### What you need to do
(a) Write out the passage of the strange metal article between "At the center" and "tuned magnetic field.", inclusive.
(b) For each statement, say whether the strange metal article agrees with it, answering yes or no and quoting the words of the article that decide it: (i) The crystal in the experiment is about a centimeter in size. (ii) The team tried to put the whole crystal into an exotic superposition. (iii) The crystal was studied at the Institut Laue-Langevin in Grenoble.

**** Text to read ****

A strange metal crystal showed at least nine-partite quantum entanglement, offering a new clue to its unusual behavior. (CREDIT: TU Wien / Harald Ritsch)

A strange metal can fit in your hand, yet still behave in ways that seem to belong to a far smaller world. In a new experiment, physicists found direct evidence that a centimeter-sized crystal hosts extensive quantum entanglement. This is the kind of collective linkage more often discussed for isolated atoms or photons than for bulk matter.

That matters because strange metals have become one of condensed matter physics’ most stubborn mysteries. Their electrical resistance changes linearly with temperature at low temperatures, rather than following the standard pattern expected for ordinary metals. They also show other unusual traits. These include behavior linked to missing quasiparticles, jumps in Fermi volume, and, in earlier work on related systems, remarkably quiet electrical current.

The new measurements suggest that this odd behavior is not just another quirk of one difficult material. It may reflect a deeper organizing principle, one in which many quantum entities act together in a highly entangled state.

At the center of the work is a heavy-fermion compound, Ce3Pd20Si6, made of cerium, palladium, and silicon. Researchers at TU Wien and collaborators studied the crystal at the Institut Laue-Langevin in Grenoble. They used inelastic neutron scattering to probe how it responded under extremely low temperatures and a carefully tuned magnetic field.

Federico Mazza at ILL. (CREDIT: ILL)

A bulk crystal with a many-body quantum signal

The team’s approach did not try to place the whole crystal into an exotic superposition, the kind of thought experiment made famous by Schrödinger’s cat. Instead, they asked whether the crystal’s constituents respond collectively in a way that reveals entanglement across the material.

**** Rows ****

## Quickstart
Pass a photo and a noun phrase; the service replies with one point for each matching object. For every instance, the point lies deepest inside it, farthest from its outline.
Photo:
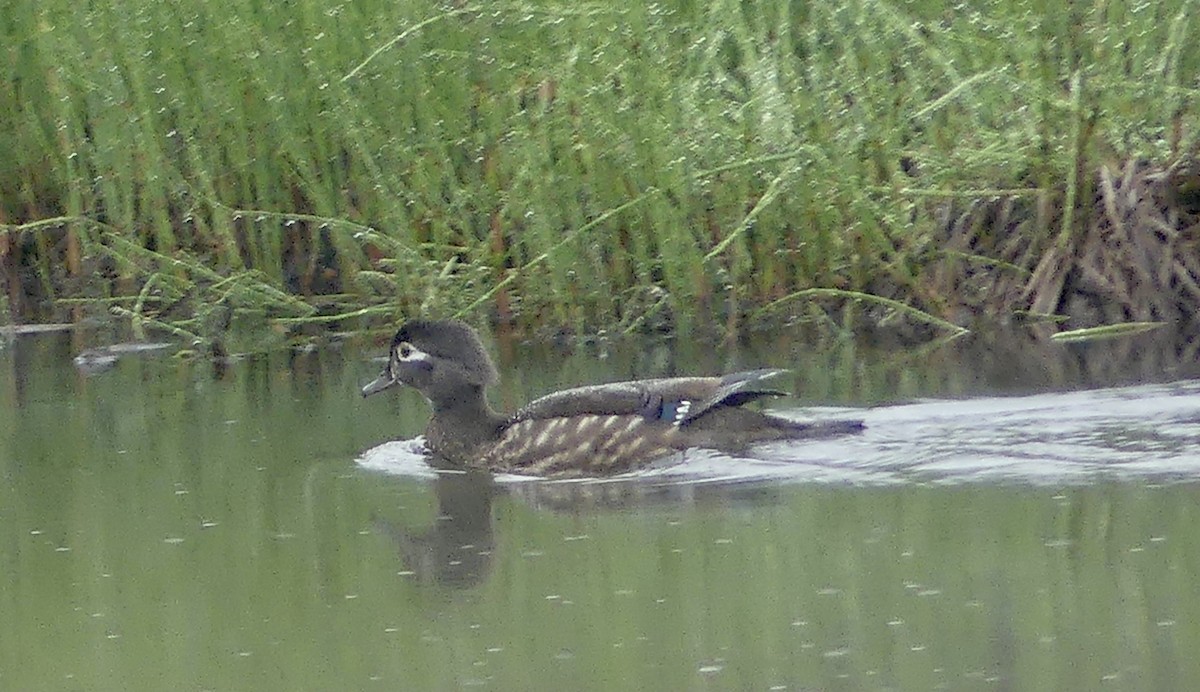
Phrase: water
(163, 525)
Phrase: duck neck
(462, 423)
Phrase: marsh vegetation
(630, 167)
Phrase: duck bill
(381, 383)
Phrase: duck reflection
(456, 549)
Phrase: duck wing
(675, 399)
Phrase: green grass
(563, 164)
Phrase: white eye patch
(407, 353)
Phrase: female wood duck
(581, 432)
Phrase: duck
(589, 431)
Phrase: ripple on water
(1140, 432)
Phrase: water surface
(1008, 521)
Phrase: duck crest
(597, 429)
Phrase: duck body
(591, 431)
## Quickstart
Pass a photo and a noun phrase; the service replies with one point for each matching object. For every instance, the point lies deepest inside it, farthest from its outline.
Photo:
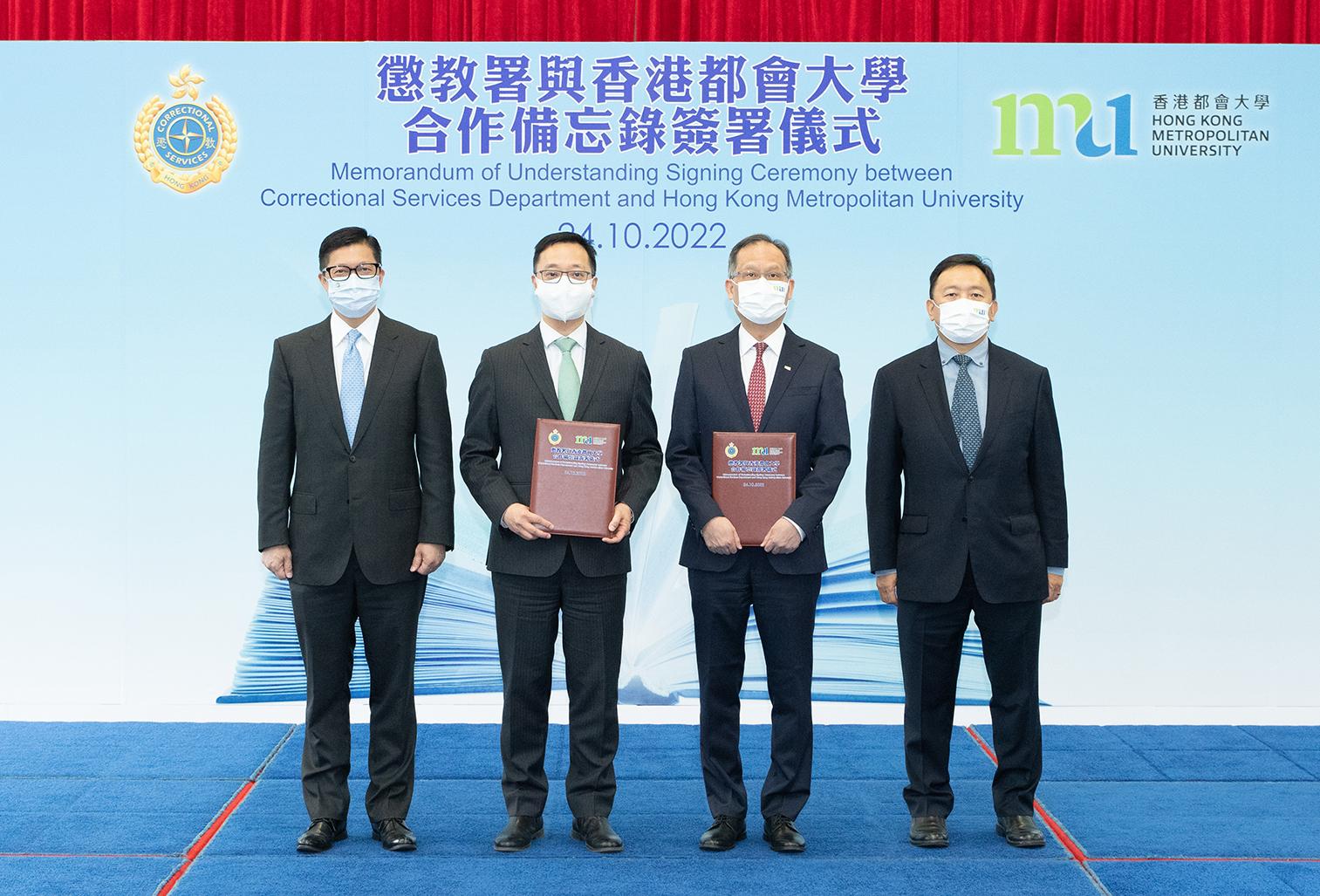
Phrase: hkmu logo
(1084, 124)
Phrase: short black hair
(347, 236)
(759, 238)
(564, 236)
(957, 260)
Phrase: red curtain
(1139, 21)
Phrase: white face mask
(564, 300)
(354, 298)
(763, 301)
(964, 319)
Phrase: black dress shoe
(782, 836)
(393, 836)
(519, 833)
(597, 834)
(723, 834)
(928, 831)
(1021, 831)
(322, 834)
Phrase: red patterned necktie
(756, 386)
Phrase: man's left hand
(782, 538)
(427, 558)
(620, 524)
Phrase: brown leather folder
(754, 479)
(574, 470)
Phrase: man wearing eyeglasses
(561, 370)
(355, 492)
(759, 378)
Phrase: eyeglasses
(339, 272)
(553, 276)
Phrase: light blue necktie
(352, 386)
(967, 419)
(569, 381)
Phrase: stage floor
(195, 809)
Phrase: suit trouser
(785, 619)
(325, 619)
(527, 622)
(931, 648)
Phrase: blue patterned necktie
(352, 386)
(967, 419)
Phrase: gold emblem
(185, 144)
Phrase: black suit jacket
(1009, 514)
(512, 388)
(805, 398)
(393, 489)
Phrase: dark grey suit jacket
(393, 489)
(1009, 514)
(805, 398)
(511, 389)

****

### Full solutions
(a)
At the center of the work is a heavy-fermion compound, Ce3Pd20Si6, made of cerium, palladium, and silicon. Researchers at TU Wien and collaborators studied the crystal at the Institut Laue-Langevin in Grenoble. They used inelastic neutron scattering to probe how it responded under extremely low temperatures and a carefully tuned magnetic field.

(b)
(i) Yes: "a centimeter-sized crystal hosts extensive quantum entanglement"
(ii) No: "The team’s approach did not try to place the whole crystal into an exotic superposition"
(iii) Yes: "studied the crystal at the Institut Laue-Langevin in Grenoble"